DATA FOR THIS EXERCISE:
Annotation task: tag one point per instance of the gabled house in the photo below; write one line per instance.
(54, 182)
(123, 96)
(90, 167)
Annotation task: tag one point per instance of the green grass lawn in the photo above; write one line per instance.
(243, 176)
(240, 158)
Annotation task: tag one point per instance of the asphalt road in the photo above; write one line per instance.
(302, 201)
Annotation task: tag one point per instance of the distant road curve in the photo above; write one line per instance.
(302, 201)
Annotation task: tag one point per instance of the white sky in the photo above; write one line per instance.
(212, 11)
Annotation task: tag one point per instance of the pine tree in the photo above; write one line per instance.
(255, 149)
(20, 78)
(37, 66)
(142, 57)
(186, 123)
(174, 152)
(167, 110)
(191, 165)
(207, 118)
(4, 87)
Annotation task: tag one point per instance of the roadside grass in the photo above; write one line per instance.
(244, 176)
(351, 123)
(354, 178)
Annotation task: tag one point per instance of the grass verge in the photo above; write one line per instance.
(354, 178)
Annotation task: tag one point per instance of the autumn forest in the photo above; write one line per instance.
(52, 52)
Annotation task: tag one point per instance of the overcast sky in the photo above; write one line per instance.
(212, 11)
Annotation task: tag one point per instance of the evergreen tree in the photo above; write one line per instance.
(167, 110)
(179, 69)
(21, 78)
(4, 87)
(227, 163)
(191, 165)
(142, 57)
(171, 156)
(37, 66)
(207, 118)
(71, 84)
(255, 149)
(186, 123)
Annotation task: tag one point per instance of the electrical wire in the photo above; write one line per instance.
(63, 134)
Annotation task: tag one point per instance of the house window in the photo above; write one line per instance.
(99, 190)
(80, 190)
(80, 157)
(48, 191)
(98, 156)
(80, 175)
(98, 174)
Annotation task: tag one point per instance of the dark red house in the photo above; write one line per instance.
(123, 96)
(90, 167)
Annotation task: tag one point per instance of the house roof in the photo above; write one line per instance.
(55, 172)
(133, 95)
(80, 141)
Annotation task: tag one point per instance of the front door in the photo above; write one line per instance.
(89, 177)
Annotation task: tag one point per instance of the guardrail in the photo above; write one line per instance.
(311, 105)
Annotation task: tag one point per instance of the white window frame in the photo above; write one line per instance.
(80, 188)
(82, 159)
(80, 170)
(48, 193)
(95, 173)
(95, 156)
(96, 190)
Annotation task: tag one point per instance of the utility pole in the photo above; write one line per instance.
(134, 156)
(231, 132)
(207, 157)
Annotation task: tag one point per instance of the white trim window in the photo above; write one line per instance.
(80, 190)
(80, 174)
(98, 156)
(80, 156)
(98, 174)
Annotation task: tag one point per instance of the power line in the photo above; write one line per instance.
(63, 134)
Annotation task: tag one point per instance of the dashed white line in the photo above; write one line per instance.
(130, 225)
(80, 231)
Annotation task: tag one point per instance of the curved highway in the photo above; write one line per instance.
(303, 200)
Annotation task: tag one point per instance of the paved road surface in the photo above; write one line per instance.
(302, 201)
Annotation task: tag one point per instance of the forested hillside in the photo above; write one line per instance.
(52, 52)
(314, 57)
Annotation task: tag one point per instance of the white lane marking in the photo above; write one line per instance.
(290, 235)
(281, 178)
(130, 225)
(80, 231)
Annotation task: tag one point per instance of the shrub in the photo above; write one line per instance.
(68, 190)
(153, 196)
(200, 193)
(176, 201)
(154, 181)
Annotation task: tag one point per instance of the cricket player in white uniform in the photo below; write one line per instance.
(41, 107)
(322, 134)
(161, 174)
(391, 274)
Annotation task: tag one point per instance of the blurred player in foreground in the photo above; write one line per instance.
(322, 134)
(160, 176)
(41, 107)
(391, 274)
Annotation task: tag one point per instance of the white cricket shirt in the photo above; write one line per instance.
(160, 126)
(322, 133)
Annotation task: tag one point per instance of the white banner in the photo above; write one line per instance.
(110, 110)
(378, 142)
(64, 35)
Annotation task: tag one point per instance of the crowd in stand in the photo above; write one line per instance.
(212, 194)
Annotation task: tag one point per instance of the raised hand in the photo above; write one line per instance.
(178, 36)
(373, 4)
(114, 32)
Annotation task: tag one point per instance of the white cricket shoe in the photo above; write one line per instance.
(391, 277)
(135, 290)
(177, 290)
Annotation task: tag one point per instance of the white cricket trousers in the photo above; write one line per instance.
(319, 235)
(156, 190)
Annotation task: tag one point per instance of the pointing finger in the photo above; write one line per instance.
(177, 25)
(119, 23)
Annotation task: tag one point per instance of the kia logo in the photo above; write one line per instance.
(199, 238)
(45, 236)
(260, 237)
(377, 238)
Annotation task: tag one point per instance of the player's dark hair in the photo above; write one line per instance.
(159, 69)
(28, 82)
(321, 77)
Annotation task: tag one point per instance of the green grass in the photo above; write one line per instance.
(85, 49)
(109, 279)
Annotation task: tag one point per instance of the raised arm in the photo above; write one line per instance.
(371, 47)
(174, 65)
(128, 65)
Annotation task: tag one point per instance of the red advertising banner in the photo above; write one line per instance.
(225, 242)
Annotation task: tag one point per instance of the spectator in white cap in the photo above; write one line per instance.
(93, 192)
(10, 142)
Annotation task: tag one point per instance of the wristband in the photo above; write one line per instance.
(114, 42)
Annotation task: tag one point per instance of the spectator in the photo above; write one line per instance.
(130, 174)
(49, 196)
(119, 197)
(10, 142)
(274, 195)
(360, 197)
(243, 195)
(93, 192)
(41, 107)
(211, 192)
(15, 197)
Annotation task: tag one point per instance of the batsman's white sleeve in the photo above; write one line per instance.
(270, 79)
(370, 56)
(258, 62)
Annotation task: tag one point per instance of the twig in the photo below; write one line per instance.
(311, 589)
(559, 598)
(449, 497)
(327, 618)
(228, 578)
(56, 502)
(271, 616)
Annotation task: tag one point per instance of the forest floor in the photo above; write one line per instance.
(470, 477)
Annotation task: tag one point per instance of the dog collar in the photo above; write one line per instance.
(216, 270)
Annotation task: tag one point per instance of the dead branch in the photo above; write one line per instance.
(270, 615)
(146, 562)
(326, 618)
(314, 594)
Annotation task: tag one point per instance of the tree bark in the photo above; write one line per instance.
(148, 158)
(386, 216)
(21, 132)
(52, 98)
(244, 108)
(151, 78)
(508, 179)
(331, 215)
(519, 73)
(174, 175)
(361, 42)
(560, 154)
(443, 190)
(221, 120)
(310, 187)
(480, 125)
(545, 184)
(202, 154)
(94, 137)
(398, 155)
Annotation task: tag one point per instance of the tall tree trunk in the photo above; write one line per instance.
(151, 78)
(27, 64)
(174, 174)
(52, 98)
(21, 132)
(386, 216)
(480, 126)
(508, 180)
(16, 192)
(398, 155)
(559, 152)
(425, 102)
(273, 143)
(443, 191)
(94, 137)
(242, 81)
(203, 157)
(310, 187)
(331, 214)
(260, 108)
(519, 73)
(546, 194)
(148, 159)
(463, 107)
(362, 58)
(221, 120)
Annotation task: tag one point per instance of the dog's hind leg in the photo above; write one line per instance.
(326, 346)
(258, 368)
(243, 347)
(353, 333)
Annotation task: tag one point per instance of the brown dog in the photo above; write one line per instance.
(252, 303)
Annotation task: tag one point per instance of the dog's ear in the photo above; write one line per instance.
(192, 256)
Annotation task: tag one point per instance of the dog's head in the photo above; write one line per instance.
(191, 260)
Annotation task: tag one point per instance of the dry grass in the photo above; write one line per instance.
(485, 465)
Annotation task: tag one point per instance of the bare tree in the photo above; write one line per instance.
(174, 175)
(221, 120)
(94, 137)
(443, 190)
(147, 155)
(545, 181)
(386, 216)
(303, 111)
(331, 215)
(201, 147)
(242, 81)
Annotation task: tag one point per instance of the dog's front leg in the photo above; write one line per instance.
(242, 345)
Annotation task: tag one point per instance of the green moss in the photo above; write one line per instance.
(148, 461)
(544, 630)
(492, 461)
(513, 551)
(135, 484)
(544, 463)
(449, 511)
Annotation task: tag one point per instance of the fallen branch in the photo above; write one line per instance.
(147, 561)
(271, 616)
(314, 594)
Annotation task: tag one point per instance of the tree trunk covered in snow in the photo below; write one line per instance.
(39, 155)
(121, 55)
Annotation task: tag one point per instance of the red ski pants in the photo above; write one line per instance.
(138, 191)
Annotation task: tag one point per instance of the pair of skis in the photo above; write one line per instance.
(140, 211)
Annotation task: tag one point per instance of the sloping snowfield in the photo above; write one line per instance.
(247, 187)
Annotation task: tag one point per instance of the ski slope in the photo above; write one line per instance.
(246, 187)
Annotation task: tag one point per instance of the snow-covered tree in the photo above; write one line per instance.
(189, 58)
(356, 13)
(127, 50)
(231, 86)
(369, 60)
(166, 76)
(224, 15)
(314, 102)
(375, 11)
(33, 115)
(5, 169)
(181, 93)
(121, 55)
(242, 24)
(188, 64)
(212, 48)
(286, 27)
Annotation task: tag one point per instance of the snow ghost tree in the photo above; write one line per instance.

SHORT TASK: Repeat, without changes, every line from the one that contains "Annotation task: tag one point per instance of the pair" through the final line of the data.

RESULT BELOW:
Annotation task: tag one point per instance of the pair of skis in the photo above; write one line per instance.
(140, 211)
Annotation task: tag one point per instance of the sloping snowfield in the photo above; write one line per instance.
(247, 187)
Annotation task: tag one point per instance of the ski slope in the photo above; write one line per instance.
(246, 187)
Annotation task: tag one point per instance of the snow-covered tree in the photo above; write one line per instance.
(189, 58)
(356, 13)
(127, 50)
(231, 86)
(369, 60)
(166, 76)
(224, 15)
(314, 102)
(375, 11)
(33, 115)
(5, 169)
(181, 93)
(121, 55)
(242, 24)
(188, 64)
(212, 48)
(286, 27)
Annotation task: tag one point per instance of the snow ghost tree in the photo above; write one line per instance.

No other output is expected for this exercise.